- _Problem set_
• 1. In the text on diverse subset selection, rewrite the paragraph beginning "The paper tackles the subset selection problem" as a short bulleted list that keeps its main facts.
• 2. Carry on the text on diverse subset selection, picking up after its final sentence.

- _Text section_
● ● ● ● ● ● ●

Diverse Subset Selection via Norm-Based Sampling and Orthogonality
This work addresses the problem of expensive data labeling for domains like medical imaging by providing a method to select informative subsets, though it is incremental as it builds on existing subset selection techniques.
The paper tackles the subset selection problem for reducing annotation costs by proposing a method that combines feature norms, randomization, and orthogonality to select diverse and informative samples from large unlabeled datasets. It shows consistent performance improvements across image and text benchmarks, including CIFAR-10/100, Tiny ImageNet, ImageNet, OrganAMNIST, and Yelp.

● ● ● ● ● ● ●

- _Record extracts_
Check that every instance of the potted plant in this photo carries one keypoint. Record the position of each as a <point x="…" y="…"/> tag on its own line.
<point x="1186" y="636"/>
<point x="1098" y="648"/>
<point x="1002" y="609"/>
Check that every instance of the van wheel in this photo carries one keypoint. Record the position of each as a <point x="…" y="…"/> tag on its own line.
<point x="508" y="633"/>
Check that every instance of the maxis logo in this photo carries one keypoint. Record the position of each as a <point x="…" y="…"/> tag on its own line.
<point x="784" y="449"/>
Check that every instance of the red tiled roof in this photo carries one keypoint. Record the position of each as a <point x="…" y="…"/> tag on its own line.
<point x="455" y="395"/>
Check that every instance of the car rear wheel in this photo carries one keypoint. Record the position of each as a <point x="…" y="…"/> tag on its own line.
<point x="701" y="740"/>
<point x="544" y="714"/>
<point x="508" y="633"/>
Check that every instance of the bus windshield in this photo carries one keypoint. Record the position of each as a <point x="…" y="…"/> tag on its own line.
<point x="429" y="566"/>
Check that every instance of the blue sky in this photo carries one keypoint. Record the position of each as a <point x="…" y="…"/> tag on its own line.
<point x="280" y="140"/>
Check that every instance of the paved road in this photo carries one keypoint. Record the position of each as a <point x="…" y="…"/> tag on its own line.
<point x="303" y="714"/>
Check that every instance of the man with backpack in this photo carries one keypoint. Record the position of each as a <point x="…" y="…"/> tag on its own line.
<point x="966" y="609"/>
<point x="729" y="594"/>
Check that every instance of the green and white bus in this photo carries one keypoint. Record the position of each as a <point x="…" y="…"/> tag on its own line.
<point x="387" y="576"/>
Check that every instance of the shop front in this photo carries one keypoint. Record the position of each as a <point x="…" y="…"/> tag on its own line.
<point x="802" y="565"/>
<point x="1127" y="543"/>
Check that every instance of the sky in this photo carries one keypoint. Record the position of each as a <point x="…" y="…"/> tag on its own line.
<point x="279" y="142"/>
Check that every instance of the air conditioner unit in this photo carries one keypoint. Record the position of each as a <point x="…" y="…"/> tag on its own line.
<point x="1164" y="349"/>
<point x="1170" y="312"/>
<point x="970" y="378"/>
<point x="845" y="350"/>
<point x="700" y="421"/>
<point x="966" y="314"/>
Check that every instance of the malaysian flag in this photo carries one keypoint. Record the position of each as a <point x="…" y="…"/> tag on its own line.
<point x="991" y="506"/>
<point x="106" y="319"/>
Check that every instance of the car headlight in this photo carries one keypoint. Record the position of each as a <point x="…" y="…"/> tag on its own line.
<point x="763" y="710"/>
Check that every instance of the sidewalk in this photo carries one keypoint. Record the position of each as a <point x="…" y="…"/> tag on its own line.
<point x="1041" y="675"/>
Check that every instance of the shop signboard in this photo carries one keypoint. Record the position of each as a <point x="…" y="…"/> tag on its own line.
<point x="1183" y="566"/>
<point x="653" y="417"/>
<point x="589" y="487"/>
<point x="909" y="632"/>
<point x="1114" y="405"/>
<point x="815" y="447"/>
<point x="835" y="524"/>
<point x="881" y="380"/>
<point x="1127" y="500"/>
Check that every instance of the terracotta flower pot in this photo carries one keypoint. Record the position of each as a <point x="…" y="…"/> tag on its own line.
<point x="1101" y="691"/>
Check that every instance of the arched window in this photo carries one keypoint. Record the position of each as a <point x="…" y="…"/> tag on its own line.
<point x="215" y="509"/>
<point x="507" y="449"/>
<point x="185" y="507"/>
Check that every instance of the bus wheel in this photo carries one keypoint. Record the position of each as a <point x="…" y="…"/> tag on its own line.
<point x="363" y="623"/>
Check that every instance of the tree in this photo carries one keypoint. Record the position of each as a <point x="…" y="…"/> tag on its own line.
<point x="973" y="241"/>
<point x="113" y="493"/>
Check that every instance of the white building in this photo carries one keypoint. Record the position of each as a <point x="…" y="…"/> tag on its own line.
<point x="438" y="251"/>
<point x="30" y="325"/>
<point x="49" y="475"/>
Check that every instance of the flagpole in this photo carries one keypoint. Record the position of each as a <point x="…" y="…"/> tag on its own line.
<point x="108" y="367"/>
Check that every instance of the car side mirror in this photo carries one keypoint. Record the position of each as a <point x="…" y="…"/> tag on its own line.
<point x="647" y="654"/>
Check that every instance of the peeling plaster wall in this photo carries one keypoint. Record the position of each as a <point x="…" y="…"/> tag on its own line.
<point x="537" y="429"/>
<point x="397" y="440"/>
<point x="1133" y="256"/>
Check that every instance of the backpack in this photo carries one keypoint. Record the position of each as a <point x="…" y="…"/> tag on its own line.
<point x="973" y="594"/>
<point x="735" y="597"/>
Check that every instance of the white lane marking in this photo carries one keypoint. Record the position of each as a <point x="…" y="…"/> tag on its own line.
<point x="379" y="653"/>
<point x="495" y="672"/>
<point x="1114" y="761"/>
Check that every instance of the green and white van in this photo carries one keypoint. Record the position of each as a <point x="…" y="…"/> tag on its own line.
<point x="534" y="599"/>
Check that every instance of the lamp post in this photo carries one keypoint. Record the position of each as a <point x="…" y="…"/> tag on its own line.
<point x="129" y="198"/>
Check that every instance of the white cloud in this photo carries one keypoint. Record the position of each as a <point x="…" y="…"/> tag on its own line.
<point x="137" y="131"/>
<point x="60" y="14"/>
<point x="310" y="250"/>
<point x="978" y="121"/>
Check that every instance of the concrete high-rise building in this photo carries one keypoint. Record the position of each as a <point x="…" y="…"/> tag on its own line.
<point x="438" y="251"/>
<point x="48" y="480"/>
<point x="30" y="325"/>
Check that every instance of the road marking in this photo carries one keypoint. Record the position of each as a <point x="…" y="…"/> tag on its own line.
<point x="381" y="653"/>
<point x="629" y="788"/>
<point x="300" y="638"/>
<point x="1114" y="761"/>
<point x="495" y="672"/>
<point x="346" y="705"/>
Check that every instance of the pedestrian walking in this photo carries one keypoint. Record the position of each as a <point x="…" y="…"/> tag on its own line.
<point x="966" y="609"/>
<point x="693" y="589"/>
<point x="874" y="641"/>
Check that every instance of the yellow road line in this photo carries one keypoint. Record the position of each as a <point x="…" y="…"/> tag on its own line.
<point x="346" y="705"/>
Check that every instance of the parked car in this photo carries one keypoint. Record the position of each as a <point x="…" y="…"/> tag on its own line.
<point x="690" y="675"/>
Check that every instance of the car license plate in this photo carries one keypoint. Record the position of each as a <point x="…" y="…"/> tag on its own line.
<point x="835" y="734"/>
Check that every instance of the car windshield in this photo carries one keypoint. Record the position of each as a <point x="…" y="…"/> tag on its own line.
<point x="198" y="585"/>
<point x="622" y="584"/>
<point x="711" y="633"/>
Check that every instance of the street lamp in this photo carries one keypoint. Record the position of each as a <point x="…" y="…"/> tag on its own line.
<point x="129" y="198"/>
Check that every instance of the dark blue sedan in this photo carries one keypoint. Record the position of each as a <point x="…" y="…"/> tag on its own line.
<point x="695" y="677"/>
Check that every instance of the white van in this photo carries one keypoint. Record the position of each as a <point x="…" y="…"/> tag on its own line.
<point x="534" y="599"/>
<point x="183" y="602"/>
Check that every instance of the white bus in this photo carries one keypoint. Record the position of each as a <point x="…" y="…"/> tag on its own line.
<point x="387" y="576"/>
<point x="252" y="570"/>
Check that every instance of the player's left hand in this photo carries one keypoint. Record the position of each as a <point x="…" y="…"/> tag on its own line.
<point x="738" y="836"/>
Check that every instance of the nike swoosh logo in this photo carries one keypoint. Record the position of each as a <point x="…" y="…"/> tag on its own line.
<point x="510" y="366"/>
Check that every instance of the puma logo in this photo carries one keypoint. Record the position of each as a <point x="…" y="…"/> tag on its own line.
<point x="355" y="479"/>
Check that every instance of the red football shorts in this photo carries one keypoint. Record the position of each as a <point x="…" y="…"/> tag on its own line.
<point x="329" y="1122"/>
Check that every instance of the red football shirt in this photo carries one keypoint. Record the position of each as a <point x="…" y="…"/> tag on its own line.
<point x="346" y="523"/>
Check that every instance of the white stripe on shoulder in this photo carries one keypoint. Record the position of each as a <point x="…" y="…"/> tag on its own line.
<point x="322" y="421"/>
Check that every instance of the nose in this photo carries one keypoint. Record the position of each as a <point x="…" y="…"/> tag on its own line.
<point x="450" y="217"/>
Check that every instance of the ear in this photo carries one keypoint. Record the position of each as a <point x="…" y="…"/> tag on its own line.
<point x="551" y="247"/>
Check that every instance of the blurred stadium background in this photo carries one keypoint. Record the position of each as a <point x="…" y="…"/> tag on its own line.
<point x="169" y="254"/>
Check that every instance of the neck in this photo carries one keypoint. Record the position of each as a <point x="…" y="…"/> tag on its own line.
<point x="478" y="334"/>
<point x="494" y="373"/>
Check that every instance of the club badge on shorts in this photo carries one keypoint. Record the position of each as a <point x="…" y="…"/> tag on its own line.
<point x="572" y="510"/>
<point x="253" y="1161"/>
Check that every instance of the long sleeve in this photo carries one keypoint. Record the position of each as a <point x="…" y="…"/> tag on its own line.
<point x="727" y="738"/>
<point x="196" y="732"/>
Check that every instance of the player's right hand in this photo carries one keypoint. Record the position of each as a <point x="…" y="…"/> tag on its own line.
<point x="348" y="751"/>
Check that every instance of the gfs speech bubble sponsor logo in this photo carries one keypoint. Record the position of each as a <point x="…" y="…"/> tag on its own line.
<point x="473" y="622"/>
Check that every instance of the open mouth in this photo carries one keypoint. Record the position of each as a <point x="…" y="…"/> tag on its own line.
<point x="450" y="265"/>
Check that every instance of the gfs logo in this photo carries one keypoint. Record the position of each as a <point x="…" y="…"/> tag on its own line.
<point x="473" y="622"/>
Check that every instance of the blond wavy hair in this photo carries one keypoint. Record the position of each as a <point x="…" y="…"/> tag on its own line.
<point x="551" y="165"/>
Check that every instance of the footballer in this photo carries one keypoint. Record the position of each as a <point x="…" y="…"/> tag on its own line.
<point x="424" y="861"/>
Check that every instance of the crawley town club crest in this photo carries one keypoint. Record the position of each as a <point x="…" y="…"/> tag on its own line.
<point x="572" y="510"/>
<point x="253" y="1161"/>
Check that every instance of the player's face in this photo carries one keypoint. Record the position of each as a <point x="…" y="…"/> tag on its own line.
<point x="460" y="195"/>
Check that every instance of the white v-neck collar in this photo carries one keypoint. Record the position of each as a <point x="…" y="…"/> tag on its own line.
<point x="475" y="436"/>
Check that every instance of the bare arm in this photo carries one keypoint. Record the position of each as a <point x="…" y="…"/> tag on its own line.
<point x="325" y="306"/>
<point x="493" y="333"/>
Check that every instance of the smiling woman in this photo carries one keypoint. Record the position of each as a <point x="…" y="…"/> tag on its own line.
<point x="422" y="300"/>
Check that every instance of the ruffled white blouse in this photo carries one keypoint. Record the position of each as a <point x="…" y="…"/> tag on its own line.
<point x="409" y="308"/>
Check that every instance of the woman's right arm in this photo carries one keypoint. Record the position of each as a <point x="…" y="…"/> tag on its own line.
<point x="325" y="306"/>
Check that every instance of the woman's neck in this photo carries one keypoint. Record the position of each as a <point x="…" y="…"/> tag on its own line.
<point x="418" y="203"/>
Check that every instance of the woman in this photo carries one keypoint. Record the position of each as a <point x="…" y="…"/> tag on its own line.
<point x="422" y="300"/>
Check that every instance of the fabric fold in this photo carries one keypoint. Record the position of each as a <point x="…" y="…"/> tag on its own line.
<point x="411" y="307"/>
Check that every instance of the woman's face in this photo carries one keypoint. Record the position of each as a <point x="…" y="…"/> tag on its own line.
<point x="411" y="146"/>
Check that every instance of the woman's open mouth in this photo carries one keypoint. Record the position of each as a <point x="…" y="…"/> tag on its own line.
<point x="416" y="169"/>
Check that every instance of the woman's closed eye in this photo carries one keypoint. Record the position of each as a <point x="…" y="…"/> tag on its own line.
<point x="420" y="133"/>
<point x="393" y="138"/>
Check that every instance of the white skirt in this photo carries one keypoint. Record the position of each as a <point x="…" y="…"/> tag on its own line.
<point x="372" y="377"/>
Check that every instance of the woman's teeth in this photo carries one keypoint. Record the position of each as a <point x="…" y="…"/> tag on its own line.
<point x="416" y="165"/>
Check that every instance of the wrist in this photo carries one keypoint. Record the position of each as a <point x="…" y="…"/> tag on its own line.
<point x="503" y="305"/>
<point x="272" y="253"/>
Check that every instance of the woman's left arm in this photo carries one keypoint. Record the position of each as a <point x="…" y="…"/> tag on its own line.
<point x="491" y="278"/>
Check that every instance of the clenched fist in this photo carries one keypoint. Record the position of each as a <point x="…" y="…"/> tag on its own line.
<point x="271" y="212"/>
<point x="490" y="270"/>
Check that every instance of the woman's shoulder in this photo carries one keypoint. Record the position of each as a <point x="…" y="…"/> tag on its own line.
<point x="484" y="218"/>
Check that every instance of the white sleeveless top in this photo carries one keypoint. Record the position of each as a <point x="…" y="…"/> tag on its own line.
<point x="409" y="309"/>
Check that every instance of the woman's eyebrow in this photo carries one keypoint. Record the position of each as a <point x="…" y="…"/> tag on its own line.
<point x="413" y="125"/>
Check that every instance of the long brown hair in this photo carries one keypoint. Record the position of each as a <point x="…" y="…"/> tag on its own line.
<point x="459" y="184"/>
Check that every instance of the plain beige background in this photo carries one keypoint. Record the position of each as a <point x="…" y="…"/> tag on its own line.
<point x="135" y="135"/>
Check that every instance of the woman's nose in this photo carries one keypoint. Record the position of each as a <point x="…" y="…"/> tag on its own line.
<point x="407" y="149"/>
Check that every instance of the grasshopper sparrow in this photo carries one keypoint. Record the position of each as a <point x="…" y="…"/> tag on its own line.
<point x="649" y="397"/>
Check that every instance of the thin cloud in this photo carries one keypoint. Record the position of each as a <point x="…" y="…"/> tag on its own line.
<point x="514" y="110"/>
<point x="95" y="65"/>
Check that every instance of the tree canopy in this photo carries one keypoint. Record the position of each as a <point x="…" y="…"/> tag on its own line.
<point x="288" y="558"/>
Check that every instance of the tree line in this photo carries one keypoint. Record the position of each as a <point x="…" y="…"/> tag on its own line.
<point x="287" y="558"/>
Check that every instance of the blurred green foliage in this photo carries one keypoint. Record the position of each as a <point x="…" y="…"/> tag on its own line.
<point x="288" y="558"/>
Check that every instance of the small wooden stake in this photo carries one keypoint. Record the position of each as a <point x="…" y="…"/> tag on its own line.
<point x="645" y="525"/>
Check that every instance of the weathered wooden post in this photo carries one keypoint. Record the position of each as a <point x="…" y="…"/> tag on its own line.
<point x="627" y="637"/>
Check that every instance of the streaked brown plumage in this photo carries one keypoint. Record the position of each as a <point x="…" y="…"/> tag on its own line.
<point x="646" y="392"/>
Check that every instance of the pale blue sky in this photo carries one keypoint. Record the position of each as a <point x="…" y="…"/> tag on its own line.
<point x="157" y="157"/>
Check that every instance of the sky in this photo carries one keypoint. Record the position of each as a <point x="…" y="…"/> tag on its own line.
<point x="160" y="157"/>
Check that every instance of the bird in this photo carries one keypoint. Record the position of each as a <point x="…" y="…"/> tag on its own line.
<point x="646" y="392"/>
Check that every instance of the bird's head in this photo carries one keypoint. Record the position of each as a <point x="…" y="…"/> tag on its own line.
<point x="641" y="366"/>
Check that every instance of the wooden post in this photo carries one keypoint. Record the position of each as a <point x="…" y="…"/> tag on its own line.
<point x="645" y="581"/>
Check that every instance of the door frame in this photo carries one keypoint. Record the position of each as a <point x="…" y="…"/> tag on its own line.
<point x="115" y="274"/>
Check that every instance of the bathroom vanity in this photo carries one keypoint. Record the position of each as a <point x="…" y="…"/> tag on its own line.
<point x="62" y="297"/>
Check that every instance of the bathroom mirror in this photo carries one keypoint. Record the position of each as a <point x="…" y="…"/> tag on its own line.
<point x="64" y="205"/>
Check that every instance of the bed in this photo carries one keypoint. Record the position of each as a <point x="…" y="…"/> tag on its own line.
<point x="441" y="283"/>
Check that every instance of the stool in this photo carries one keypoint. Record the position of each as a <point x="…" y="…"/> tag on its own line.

● ● ● ● ● ● ●

- _Task results_
• 1.
- Problem: choosing subsets of data to cut annotation costs.
- Method: combines feature norms, randomization, and orthogonality to pick diverse, informative samples from large unlabeled datasets.
- Results: consistent performance gains on image and text benchmarks, including CIFAR-10/100, Tiny ImageNet, ImageNet, OrganAMNIST, and Yelp.

• 2.
Large annotated datasets are crucial for the success of deep neural networks, but labeling data can be prohibitively expensive in domains such as medical imaging. This work tackles the subset selection problem: selecting a small set of the most informative examples from a large unlabeled pool for annotation. We propose a simple and effective method that combines feature norms, randomization, and orthogonality (via the Gram-Schmidt process) to select diverse and informative samples. Feature norms serve as a proxy for informativeness, while randomization and orthogonalization reduce redundancy and encourage coverage of the feature space. Extensive experiments on image and text benchmarks, including CIFAR-10/100, Tiny ImageNet, ImageNet, OrganAMNIST, and Yelp, show that our method consistently improves subset selection performance, both as a standalone approach and when integrated with existing techniques.